**Stored items**
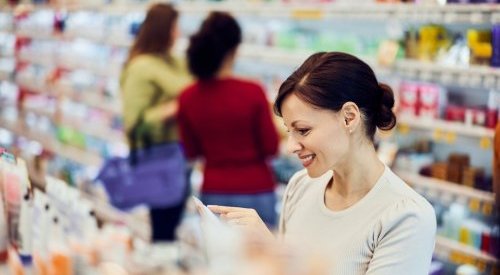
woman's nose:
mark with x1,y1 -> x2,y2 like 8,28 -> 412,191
286,135 -> 302,154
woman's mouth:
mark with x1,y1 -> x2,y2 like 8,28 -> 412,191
299,154 -> 316,167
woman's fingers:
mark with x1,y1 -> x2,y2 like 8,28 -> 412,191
207,205 -> 251,214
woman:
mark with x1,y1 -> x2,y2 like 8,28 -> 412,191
120,4 -> 190,241
210,52 -> 436,275
178,12 -> 278,226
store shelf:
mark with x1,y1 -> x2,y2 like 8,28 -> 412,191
395,171 -> 495,204
28,175 -> 150,242
16,80 -> 122,115
2,1 -> 500,24
20,104 -> 125,143
18,56 -> 121,78
435,236 -> 498,264
392,59 -> 500,89
54,84 -> 122,116
13,29 -> 500,88
398,116 -> 495,139
14,30 -> 133,48
0,119 -> 103,167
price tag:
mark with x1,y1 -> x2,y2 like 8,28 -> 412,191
479,137 -> 491,150
448,251 -> 462,265
457,74 -> 469,86
398,123 -> 410,135
445,132 -> 457,144
469,75 -> 481,87
481,202 -> 493,216
470,12 -> 485,23
291,9 -> 324,20
483,75 -> 496,88
469,199 -> 480,213
440,72 -> 453,84
420,71 -> 432,81
432,129 -> 444,141
476,260 -> 486,273
444,12 -> 458,23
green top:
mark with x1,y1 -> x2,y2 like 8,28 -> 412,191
120,54 -> 191,146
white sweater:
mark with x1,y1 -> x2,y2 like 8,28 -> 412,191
280,167 -> 436,275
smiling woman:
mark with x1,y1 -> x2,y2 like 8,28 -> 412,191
211,52 -> 436,275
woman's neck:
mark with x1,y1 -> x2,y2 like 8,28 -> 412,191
215,49 -> 236,78
329,144 -> 385,199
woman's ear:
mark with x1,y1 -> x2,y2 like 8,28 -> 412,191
340,101 -> 361,133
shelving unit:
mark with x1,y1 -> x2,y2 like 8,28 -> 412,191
436,236 -> 498,265
0,1 -> 500,275
12,1 -> 500,24
398,116 -> 495,139
0,116 -> 103,167
396,171 -> 495,204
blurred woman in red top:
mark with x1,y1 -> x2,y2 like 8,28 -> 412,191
178,12 -> 279,226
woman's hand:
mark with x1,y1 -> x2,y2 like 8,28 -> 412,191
208,205 -> 274,242
144,100 -> 179,123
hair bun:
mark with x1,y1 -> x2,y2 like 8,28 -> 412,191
375,83 -> 396,131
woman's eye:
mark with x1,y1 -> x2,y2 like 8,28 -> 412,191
296,129 -> 310,136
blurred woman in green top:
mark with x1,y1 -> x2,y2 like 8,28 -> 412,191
120,4 -> 191,241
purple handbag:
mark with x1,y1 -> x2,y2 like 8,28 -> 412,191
97,142 -> 187,210
96,103 -> 188,210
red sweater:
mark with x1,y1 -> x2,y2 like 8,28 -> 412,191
178,78 -> 279,194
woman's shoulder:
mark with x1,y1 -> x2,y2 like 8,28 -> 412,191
381,168 -> 436,233
230,76 -> 264,93
284,169 -> 332,206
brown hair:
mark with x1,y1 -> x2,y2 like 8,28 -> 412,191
274,52 -> 396,141
187,11 -> 241,79
125,3 -> 179,64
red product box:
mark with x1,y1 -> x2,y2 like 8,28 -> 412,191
445,105 -> 465,122
399,82 -> 418,116
417,84 -> 441,118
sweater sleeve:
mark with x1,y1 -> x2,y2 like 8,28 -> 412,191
121,61 -> 155,132
177,91 -> 202,159
493,122 -> 500,210
366,199 -> 436,275
255,87 -> 279,158
278,169 -> 307,237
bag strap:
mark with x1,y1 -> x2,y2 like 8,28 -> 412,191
127,107 -> 153,166
127,87 -> 160,166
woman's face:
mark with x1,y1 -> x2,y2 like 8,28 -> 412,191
281,93 -> 349,177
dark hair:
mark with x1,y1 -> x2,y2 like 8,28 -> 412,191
126,3 -> 179,63
187,12 -> 241,79
274,52 -> 396,141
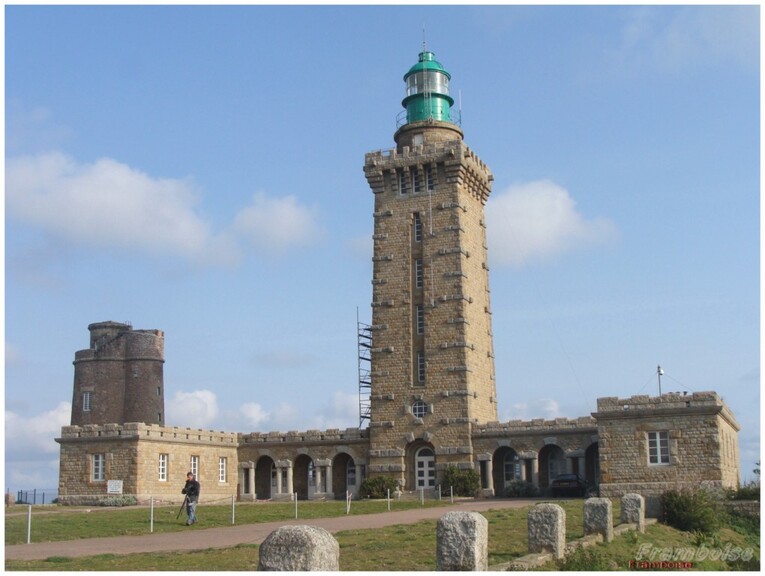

**Your objective**
Count the rows above that contain the word "green", treating uppercase and lowercase as different. Give only the number.

**Task result**
2